• _WHAT THE TASK ASKS_:
Pick up the guide to running MarkItDown with Docker below and carry it on from the point where it stops. The listing after the guide is not part of it.

Skip to main content
MarkItDown provides a Docker image with all dependencies pre-installed, including optional tools like FFmpeg and ExifTool.

Quick Start

Using Pre-built Image

Convert a file using the Docker image:
docker run -v $(pwd):/data markitdown /data/example.pdf > example.md

Building the Image

Build the Docker image from source:
# Clone the repository
git clone https://github.com/microsoft/markitdown.git
cd markitdown

# Build the image
docker build -t markitdown .

Build Arguments

The Dockerfile supports optional build arguments:
# Include git for development
docker build --build-arg INSTALL_GIT=true -t markitdown .

# Set custom user/group ID
docker build --build-arg USERID=1000 --build-arg GROUPID=1000 -t markitdown .

Dockerfile Details

The MarkItDown Dockerfile is based on python:3.13-slim-bullseye and includes:
1

Base Image

FROM python:3.13-slim-bullseye
Lightweight Python 3.13 on Debian Bullseye
2

System Dependencies

RUN apt-get update && apt-get install -y --no-install-recommends \
    ffmpeg \
    exiftool
Installs FFmpeg for audio processing and ExifTool for image metadata
3

Python Packages

RUN pip --no-cache-dir install \
    /app/packages/markitdown[all] \
    /app/packages/markitdown-sample-plugin
Installs MarkItDown with all optional dependencies and the sample plugin
4

User Configuration

ARG USERID=nobody
ARG GROUPID=nogroup
USER $USERID:$GROUPID
Runs as non-root user for security

Environment Variables

The following environment variables are set:
ENV DEBIAN_FRONTEND=noninteractive
ENV EXIFTOOL_PATH=/usr/bin/exiftool
ENV FFMPEG_PATH=/usr/bin/ffmpeg

Usage Examples

Basic File Conversion

Mount your files directory and convert:
docker run -v $(pwd):/data markitdown /data/document.pdf

Save Output to File

docker run -v $(pwd):/data markitdown /data/document.pdf -o /data/output.md
Or using shell redirection:
docker run -v $(pwd):/data markitdown /data/document.pdf > output.md

Using stdin

Pipe content into the container:
cat document.pdf | docker run -i markitdown -x .pdf > output.md

With Plugins

Plugins are already installed in the image:
docker run -v $(pwd):/data markitdown -p /data/file.rtf

List Installed Plugins

docker run markitdown --list-plugins

Batch Conversion

Convert multiple files:
for file in *.pdf; do
    docker run -v $(pwd):/data markitdown "/data/$file" -o "/data/${file%.pdf}.md"

• _DATASET_:

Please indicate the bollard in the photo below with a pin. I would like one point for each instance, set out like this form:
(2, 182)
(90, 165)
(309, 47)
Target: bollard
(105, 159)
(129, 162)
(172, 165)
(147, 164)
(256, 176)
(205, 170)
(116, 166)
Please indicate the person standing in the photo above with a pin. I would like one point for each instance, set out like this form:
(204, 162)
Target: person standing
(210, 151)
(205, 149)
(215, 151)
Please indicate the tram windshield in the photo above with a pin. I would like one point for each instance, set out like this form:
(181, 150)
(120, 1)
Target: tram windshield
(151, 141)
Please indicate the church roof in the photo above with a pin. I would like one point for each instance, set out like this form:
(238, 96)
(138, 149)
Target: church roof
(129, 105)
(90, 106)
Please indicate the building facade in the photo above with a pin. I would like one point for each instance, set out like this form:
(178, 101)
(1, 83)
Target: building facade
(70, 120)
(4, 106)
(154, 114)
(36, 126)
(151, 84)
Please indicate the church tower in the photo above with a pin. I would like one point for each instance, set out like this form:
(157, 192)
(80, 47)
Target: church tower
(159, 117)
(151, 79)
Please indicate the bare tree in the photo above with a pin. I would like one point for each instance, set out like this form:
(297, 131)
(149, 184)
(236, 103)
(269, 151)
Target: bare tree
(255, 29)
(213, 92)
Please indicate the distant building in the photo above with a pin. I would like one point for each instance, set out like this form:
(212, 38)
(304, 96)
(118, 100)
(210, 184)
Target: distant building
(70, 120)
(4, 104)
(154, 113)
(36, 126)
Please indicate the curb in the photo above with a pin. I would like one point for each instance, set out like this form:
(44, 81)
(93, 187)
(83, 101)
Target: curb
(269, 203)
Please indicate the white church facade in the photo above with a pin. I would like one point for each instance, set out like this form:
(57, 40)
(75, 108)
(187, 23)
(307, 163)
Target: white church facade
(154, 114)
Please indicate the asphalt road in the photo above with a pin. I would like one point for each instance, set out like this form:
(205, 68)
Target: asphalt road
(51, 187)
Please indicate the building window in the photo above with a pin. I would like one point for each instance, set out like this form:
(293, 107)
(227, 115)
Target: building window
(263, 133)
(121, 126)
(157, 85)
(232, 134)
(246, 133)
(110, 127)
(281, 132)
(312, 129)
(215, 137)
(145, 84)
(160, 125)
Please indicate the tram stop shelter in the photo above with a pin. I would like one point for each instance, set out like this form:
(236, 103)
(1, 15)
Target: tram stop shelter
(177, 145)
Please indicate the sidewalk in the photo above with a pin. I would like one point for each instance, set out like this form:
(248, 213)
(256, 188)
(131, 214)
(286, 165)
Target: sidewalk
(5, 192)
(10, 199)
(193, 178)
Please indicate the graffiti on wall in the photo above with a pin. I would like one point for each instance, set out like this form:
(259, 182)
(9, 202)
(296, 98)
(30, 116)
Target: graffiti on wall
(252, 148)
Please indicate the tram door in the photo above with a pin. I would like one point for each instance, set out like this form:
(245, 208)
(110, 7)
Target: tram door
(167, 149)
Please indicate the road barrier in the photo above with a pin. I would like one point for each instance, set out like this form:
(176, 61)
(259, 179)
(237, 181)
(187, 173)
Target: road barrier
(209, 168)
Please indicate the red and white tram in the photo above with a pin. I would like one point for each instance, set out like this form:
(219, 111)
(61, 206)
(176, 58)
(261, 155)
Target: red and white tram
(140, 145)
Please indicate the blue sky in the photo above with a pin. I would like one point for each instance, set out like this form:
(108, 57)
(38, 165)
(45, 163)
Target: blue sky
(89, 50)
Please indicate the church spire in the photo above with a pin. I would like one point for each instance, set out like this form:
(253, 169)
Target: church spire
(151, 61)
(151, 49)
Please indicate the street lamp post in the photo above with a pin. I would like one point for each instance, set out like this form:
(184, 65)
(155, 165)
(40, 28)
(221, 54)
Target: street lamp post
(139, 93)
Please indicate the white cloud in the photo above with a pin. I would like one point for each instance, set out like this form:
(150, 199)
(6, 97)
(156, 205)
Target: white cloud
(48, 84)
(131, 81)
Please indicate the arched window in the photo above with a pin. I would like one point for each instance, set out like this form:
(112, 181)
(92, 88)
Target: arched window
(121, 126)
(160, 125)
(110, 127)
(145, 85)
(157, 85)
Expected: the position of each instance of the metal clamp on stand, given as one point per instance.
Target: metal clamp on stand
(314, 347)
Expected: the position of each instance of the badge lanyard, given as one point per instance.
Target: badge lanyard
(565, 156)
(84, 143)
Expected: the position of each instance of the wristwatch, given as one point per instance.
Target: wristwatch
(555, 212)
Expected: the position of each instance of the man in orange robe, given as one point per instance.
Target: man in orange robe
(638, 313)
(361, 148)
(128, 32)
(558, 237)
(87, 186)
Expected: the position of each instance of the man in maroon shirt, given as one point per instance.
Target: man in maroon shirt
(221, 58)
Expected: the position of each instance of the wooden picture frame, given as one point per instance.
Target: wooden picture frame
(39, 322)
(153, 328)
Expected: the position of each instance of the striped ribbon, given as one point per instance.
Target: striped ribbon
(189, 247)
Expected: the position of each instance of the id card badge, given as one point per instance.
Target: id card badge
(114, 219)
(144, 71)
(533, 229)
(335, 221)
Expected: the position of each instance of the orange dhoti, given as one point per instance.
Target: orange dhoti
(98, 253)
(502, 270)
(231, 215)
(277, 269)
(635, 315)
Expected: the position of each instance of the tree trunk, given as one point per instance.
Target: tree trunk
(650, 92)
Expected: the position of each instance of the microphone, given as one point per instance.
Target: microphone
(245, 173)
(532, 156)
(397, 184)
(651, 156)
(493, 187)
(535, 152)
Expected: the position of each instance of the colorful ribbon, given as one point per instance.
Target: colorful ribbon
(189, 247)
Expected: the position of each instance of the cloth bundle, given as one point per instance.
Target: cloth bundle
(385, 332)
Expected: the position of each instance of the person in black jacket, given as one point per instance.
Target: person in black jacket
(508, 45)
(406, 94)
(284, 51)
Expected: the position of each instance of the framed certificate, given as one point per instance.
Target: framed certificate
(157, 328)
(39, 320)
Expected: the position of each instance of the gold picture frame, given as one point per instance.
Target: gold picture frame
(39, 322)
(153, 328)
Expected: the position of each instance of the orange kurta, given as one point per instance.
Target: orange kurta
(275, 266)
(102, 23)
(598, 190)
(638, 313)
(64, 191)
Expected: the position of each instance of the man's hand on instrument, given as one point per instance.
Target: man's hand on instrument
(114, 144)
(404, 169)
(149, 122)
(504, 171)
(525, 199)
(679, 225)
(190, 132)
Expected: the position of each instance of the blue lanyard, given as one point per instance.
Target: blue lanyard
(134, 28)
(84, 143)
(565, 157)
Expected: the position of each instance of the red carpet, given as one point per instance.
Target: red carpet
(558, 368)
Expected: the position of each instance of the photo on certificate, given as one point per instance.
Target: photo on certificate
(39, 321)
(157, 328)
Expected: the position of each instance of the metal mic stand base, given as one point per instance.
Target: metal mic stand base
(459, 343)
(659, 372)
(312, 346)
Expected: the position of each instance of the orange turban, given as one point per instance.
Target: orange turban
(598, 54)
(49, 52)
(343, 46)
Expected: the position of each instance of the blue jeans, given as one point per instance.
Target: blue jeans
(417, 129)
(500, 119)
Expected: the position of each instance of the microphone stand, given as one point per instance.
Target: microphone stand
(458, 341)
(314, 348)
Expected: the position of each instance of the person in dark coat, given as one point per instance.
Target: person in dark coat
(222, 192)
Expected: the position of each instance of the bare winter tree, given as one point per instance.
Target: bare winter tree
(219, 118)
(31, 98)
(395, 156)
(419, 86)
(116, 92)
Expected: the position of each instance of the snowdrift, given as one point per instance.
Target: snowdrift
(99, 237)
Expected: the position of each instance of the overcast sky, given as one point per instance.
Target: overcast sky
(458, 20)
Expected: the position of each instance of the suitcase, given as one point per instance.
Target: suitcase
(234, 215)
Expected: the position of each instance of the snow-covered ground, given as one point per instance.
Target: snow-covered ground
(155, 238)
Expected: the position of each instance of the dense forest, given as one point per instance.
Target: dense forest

• _SOLVED PROBLEM_:
done

Interactive Shell

Drop into a shell to run multiple commands:
docker run -it -v $(pwd):/data --entrypoint /bin/bash markitdown
Then inside the container:
markitdown /data/file1.pdf -o /data/file1.md
markitdown /data/file2.docx -o /data/file2.md

Docker Compose

Create a docker-compose.yml for repeated use:
version: '3.8'

services:
  markitdown:
    image: markitdown
    volumes:
      - ./documents:/data
    entrypoint: ["markitdown"]
    command: ["/data/example.pdf"]
Run with:
docker-compose run markitdown /data/document.pdf -o /data/output.md

Azure Document Intelligence

Pass Azure credentials via environment variables:
docker run \
  -e AZURE_API_KEY="your-api-key" \
  -v $(pwd):/data \
  markitdown \
  -d -e https://YOUR_ENDPOINT.cognitiveservices.azure.com/ \
  /data/document.pdf
Or using Azure Identity (for managed identities):
docker run \
  -e AZURE_TENANT_ID="tenant-id" \
  -e AZURE_CLIENT_ID="client-id" \
  -e AZURE_CLIENT_SECRET="client-secret" \
  -v $(pwd):/data \
  markitdown \
  -d -e https://YOUR_ENDPOINT.cognitiveservices.azure.com/ \
  /data/document.pdf

Volume Mounting

Linux/macOS

Mount current directory:
docker run -v $(pwd):/data markitdown /data/file.pdf
Mount specific directory:
docker run -v /path/to/documents:/data markitdown /data/file.pdf

Windows (PowerShell)

docker run -v ${PWD}:/data markitdown /data/file.pdf

Windows (Command Prompt)

docker run -v %cd%:/data markitdown /data/file.pdf

Performance Considerations

Docker adds some overhead compared to native execution. For batch processing of many files, consider:
  • Running the container in interactive mode and processing multiple files
  • Using volume mounts efficiently
  • Building the image locally to avoid download times

Troubleshooting

Permission Issues

If you encounter permission errors with output files:
# Build with your user ID
docker build --build-arg USERID=$(id -u) --build-arg GROUPID=$(id -g) -t markitdown .

# Or run with your user
docker run -u $(id -u):$(id -g) -v $(pwd):/data markitdown /data/file.pdf

File Not Found

Ensure the file path is relative to the mounted volume:
# Wrong: docker run -v $(pwd)/docs:/data markitdown document.pdf
# Correct:
docker run -v $(pwd)/docs:/data markitdown /data/document.pdf

Missing Dependencies

The Docker image includes all optional dependencies by default. If you built a custom image without [all]:
RUN pip --no-cache-dir install /app/packages/markitdown[all]

Image Size

The image includes:
  • Python 3.13
  • FFmpeg (for audio processing)
  • ExifTool (for image metadata)
  • All MarkItDown optional dependencies
  • Sample plugin
Expect the image size to be approximately 500MB-1GB.

Security

The default container runs as the nobody user for security. Avoid running as root unless necessary.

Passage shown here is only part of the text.